Required action: Where a line holds the word "each", copy that line from the data below.

(Items from a data source)
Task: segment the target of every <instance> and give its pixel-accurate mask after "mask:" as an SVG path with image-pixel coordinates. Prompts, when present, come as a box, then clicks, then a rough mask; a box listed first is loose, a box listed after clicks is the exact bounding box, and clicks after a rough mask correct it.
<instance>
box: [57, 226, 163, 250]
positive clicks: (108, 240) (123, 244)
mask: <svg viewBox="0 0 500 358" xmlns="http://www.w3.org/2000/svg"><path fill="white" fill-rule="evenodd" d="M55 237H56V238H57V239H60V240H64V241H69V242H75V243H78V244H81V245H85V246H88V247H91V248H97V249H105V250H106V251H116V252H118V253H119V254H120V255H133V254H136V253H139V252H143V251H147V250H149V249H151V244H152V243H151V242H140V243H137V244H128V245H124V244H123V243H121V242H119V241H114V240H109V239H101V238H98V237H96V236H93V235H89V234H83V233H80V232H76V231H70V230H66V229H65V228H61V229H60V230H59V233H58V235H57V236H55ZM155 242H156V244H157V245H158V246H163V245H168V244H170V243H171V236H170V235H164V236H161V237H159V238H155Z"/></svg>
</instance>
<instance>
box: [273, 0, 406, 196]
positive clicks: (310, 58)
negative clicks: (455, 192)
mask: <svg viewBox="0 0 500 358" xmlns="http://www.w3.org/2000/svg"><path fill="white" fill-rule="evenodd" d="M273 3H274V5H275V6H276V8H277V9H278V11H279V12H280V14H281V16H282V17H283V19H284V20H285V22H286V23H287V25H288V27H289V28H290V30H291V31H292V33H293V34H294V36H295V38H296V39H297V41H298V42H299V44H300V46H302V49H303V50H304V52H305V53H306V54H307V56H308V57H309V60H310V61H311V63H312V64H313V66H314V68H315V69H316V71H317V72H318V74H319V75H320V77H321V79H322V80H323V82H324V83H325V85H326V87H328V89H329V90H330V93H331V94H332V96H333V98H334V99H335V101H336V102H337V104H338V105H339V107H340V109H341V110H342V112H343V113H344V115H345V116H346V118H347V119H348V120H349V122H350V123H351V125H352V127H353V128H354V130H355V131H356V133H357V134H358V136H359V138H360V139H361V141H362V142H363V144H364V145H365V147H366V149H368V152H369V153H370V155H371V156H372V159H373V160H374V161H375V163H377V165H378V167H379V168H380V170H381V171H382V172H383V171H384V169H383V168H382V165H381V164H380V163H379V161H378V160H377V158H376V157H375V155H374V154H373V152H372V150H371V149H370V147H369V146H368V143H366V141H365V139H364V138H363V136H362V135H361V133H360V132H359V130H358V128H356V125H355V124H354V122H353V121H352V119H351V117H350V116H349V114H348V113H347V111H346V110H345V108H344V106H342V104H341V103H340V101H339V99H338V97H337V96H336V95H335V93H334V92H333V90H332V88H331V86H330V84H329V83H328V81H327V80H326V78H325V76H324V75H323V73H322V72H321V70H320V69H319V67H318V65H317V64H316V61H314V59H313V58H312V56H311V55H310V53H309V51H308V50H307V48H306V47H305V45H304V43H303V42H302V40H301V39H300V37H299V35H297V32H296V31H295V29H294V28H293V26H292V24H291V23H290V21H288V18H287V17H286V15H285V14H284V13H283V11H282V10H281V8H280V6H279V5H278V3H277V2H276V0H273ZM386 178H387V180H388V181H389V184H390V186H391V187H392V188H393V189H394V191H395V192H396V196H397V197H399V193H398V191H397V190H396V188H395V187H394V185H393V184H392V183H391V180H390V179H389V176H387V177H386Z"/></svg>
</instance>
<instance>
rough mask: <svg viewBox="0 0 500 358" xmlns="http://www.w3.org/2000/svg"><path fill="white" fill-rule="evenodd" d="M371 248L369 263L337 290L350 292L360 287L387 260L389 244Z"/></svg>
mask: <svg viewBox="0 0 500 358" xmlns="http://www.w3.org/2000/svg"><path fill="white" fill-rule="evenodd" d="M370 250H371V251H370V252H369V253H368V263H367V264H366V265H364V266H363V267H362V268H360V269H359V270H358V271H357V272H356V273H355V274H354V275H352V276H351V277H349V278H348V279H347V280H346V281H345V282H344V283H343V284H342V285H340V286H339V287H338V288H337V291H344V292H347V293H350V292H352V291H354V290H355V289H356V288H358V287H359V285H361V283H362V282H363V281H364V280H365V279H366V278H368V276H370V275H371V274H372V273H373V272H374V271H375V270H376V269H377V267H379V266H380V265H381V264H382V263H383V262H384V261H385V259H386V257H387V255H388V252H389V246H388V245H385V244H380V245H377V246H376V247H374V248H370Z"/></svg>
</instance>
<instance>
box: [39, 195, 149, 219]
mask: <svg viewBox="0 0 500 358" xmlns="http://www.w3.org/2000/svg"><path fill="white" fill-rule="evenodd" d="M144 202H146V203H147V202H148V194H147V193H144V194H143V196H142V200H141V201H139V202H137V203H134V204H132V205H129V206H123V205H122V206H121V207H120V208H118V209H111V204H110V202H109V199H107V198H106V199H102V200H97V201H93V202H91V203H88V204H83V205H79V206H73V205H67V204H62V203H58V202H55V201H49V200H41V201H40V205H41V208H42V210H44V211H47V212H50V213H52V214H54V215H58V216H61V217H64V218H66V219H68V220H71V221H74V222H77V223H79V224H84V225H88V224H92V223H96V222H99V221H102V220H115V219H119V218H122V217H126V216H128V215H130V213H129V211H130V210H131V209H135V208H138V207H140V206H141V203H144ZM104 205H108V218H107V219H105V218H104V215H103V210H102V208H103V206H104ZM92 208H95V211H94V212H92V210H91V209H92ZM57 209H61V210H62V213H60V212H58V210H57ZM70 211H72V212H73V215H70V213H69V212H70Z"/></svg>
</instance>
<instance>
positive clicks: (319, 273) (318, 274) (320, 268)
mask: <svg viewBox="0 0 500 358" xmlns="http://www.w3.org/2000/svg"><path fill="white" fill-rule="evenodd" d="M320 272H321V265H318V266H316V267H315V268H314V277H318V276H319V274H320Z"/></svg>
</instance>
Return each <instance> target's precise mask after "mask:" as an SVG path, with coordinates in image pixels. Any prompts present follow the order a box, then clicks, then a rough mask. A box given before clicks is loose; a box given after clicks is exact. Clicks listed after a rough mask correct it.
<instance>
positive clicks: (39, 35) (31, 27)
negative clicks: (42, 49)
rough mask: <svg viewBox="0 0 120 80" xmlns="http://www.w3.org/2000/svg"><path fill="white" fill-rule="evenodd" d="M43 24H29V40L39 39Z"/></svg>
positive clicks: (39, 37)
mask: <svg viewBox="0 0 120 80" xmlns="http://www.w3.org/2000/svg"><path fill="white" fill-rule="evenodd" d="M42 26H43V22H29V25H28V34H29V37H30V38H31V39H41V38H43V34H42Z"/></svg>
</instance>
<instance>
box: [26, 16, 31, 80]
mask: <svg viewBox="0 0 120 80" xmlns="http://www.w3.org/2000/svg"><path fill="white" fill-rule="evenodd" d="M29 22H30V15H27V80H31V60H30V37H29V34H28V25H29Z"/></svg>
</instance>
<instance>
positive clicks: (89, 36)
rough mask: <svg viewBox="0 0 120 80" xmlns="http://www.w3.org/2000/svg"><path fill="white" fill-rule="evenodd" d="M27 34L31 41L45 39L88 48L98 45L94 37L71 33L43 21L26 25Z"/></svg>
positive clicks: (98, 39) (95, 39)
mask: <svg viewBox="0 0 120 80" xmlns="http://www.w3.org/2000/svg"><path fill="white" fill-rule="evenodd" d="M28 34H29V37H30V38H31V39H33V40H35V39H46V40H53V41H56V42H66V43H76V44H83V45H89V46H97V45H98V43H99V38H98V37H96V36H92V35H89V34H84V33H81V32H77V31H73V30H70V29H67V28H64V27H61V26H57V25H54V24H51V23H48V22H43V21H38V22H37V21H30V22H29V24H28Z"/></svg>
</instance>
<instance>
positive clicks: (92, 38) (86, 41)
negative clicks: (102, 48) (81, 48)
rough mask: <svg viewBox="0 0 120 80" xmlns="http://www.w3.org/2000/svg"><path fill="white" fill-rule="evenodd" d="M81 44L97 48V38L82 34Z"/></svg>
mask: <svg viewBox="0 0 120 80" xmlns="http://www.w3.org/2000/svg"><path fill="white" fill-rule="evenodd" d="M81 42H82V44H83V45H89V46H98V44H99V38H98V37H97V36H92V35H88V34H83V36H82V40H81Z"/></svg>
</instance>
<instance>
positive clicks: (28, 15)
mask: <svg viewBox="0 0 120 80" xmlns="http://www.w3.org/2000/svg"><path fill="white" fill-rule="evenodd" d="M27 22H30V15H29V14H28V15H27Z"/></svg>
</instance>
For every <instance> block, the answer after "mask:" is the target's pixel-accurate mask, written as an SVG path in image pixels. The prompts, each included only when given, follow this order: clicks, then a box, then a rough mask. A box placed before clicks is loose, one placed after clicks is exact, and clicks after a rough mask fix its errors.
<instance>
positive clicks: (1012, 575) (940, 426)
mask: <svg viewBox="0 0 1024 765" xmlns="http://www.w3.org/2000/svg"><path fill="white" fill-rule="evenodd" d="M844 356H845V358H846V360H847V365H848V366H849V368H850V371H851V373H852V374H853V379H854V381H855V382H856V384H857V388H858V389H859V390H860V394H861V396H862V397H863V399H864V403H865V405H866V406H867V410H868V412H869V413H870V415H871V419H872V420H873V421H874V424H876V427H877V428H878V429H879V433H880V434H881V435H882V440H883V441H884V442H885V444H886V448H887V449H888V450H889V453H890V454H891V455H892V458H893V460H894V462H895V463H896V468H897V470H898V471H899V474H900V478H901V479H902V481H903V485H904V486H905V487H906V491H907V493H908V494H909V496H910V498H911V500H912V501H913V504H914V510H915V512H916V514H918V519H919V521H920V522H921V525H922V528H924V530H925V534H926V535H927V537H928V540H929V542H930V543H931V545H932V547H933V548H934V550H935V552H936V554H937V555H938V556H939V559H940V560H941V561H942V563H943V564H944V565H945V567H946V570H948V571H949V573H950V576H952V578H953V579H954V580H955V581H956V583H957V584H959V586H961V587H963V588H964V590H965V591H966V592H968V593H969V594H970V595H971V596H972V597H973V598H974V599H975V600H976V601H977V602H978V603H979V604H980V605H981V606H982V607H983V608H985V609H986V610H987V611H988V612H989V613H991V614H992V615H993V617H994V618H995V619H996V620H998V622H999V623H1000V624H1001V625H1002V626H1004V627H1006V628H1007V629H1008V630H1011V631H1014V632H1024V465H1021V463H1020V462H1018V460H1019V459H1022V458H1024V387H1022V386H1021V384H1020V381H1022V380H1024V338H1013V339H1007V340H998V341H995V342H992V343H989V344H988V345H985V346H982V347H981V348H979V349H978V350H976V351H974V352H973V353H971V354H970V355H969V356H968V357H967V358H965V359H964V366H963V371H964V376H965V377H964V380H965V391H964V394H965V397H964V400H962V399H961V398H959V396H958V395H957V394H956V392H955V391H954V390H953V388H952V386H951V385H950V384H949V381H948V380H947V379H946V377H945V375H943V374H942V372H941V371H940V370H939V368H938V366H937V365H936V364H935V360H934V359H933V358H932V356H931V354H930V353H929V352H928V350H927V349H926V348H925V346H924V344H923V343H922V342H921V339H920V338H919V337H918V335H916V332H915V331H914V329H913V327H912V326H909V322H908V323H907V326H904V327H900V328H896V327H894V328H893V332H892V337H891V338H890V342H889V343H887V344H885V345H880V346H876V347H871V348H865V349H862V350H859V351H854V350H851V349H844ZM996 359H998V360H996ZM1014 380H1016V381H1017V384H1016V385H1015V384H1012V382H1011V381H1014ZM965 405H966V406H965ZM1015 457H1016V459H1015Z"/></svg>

Response to this task:
Return each <instance> target's precise mask after "mask:" as an SVG path, with coordinates in image pixels. Any prompts present follow the order a box, then clicks, then a rough mask. A box given before clicks is loose; a box given after clicks is exact. Clicks listed after a rough mask correct it.
For every <instance> block, the answer after "mask:" is the target's pixel-accurate mask, written as an SVG path in image pixels. The prompts, each included only when given, follow this order: clicks, then a box, then a rough mask. A box placed before clicks is loose, one placed after clicks is exact, and clicks after a rough mask fix its errors.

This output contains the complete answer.